<<<<

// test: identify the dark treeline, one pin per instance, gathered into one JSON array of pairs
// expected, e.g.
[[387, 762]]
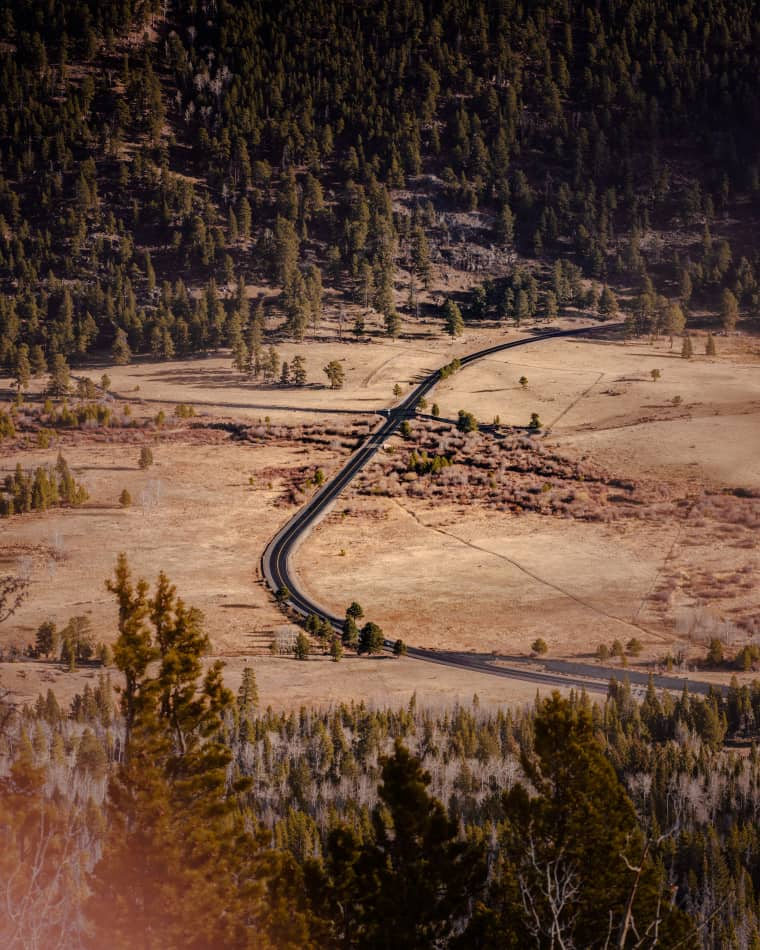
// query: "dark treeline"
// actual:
[[151, 162], [184, 816]]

>>>>

Reproduce every line of the listing above, including the requests, but scale the point coordinates in the answers by 1.35 and round each to a whole number, with halves rounding up. Leave the coordinates in the requests and their format samples unchanged, and leave out the pictures.

// test: identify the dark treeline, one pin per instance, gathered into one JSON array of pairs
// expected, e.g.
[[387, 762]]
// query: "dark treeline"
// actual:
[[204, 219], [248, 1102]]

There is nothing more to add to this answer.